[onerng talk] Are zero-NRE low-cost mixed-signal ASICs interesting?

Paul Campbell paul at taniwha.com
Wed Oct 1 22:22:30 BST 2014


On Wed, 01 Oct 2014 17:02:01 Bill Cox wrote:
> I am trying to find out if there is any need for board-level designers
> out there to be able to create small mixed-signal ASICs.  I'm not
> talking about an iPod-Nano on a chip, but simple arrays of capacitors,
> resistors, transistors, a few logic gates, and maybe some amplifiers -
> not coincidentally a good platform for building Infinite Noise
> Multipliers  The die would be tiny, and each would have the same
> components.
> Designs would be configured with custom routing.  The minimum order
> might be 1,000.

* _Material supplied_
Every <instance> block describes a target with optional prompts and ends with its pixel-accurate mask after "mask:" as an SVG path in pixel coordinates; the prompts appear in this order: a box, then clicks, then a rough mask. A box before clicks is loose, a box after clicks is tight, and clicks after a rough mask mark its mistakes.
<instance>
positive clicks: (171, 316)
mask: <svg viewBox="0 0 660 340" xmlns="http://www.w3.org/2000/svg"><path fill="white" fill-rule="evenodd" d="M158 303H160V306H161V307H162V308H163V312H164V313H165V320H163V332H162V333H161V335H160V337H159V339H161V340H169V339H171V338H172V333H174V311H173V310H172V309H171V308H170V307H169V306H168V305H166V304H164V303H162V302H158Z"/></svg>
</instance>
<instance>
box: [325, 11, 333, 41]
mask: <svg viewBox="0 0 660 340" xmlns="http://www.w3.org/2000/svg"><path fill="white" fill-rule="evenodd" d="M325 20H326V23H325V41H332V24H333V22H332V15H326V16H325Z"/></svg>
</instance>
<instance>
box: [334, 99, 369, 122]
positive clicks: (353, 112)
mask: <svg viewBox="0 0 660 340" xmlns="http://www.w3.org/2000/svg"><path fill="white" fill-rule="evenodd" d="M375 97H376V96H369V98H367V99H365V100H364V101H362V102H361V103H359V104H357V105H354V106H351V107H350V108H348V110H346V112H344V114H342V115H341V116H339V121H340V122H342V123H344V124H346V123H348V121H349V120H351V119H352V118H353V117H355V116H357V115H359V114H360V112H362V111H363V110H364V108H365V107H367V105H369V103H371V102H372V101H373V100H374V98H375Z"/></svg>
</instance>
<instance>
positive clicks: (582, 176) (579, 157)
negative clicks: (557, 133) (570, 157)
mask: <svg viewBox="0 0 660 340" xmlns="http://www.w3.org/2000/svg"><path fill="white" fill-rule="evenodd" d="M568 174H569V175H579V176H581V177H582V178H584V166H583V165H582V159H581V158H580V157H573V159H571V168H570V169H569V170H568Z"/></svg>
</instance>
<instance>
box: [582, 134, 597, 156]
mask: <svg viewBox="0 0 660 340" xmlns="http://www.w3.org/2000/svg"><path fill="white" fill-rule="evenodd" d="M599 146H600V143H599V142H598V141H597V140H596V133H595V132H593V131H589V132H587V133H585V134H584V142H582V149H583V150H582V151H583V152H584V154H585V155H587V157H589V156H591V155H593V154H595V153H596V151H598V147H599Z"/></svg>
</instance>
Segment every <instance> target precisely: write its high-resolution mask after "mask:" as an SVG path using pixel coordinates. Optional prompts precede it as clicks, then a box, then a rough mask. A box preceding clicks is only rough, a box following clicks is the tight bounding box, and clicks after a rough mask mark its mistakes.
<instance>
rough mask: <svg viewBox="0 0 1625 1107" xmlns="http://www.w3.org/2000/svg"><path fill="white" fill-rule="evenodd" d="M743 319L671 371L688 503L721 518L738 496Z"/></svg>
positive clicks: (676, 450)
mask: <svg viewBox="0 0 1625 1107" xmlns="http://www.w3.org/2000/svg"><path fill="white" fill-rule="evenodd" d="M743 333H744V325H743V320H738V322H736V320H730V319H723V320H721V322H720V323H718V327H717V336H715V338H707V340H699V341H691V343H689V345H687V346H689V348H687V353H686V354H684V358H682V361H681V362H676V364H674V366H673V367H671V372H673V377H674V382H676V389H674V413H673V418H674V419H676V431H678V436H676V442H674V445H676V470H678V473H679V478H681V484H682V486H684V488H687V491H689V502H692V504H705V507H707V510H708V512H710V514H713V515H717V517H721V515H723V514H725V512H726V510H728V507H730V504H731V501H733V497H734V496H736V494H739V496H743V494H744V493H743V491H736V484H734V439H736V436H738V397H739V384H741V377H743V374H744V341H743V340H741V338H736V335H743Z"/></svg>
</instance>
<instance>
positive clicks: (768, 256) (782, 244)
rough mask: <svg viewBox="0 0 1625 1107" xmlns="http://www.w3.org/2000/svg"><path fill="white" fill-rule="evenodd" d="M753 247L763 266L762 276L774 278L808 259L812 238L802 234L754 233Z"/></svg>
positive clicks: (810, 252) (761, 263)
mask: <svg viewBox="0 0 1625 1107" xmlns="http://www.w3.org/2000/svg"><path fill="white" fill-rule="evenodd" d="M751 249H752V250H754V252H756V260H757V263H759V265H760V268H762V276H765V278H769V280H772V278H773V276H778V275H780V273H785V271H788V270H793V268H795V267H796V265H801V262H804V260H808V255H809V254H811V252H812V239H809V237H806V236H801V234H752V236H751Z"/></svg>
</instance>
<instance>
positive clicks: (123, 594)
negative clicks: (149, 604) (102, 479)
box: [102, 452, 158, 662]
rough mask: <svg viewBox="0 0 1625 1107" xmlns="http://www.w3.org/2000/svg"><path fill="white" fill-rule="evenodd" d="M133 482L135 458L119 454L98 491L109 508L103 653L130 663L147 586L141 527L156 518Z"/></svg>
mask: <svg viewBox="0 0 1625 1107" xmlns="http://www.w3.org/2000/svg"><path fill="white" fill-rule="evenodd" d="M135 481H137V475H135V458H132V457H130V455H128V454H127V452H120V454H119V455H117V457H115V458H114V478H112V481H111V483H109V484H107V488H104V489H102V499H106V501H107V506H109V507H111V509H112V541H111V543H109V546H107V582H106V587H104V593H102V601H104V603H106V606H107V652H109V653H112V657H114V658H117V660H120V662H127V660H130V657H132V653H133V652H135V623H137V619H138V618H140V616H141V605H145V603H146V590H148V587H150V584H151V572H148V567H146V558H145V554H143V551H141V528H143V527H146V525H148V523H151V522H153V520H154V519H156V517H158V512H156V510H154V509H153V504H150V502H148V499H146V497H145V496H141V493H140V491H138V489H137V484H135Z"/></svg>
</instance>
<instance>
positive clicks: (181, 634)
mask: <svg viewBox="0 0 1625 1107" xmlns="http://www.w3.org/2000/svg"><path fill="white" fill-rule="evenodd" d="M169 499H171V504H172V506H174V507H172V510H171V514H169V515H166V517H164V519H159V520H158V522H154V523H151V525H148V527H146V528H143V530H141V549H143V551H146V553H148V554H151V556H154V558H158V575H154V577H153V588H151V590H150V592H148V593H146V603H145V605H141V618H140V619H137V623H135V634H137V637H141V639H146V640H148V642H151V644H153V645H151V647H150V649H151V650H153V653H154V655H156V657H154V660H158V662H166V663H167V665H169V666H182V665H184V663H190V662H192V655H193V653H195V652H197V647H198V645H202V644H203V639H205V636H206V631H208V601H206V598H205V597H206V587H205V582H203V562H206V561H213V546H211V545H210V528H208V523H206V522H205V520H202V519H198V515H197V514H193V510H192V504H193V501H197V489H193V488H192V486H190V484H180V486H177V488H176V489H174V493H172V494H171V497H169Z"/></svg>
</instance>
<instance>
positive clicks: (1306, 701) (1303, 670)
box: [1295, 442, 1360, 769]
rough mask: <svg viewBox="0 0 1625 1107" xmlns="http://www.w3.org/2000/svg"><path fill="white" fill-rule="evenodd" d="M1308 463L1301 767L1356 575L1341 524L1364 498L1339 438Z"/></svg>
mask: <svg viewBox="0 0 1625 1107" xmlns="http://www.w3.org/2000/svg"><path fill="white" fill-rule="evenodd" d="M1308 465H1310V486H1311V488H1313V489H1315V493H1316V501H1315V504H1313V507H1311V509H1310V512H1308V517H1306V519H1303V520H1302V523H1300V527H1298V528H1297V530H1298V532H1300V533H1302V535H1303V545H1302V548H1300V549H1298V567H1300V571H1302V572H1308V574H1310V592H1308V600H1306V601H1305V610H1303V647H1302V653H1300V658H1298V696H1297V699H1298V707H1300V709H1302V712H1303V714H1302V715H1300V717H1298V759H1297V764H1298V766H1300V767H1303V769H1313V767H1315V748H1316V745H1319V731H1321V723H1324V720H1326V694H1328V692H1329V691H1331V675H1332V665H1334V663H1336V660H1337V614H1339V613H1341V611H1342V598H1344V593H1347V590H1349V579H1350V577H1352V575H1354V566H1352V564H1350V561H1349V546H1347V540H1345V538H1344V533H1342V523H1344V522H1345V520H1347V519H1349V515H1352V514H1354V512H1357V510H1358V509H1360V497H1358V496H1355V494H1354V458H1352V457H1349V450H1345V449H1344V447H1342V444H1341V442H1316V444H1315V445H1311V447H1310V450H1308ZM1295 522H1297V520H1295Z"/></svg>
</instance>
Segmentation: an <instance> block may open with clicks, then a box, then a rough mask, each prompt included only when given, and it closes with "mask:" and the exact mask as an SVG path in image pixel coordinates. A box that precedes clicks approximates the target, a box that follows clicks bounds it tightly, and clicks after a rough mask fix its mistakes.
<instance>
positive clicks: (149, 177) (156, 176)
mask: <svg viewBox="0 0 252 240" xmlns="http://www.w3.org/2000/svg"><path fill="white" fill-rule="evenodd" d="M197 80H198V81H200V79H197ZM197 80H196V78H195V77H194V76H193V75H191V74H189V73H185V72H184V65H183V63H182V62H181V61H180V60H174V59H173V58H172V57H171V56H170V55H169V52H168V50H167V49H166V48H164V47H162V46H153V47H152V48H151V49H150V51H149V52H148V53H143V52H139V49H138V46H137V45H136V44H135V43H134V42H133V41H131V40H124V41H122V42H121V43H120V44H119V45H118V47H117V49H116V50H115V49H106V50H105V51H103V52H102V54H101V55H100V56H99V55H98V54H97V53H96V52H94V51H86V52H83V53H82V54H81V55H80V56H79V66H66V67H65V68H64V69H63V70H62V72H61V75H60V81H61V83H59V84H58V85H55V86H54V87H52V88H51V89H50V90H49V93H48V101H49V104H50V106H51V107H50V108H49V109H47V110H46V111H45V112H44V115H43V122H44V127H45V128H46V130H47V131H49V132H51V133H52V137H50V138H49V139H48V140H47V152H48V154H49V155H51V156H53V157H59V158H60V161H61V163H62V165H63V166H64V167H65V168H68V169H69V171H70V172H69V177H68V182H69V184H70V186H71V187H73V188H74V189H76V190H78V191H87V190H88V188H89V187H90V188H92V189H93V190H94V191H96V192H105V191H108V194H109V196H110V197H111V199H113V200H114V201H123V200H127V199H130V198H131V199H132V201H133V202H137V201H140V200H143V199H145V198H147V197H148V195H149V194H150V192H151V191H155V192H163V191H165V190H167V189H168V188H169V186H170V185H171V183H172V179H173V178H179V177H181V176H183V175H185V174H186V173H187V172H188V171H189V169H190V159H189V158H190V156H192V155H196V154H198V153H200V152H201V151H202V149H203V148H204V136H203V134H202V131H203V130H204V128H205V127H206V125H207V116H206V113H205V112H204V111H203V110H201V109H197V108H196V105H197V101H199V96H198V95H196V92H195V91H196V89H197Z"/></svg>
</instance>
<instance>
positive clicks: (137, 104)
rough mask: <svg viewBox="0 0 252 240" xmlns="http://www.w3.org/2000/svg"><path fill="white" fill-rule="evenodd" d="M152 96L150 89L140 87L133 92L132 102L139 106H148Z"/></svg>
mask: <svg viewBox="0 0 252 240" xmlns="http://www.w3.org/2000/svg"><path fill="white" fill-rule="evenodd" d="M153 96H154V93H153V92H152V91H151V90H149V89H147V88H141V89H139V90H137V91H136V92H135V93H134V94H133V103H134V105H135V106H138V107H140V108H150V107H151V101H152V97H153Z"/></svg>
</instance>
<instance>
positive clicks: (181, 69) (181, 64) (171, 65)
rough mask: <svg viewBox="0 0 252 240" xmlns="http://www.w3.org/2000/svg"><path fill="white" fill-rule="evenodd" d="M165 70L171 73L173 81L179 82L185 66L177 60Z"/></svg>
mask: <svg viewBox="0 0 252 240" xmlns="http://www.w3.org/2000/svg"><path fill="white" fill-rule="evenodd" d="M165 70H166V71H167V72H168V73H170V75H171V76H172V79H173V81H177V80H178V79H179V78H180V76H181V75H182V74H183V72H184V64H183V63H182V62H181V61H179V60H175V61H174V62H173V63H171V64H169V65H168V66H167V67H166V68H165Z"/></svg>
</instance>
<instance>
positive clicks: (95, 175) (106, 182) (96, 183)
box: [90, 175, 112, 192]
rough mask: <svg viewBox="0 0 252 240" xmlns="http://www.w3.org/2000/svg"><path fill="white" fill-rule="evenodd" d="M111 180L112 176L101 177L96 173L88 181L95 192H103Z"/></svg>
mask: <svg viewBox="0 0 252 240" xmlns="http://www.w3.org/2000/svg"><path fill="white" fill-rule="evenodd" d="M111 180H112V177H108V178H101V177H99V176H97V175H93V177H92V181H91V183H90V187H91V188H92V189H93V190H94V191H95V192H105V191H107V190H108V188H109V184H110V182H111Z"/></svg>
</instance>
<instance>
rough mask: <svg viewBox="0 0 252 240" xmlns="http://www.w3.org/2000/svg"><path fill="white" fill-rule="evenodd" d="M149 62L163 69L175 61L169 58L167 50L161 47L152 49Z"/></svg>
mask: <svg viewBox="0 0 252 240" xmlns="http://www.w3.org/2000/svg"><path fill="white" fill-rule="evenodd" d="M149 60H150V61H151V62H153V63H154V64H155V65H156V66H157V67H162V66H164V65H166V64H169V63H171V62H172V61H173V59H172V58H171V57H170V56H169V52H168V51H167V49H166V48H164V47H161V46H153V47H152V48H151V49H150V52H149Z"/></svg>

* _Work to be completed_
In the mailing-list post, list the kinds of parts that the quoted message says the simple arrays on the chip would contain.

* _Result for this task_
capacitors, resistors, transistors, logic gates, amplifiers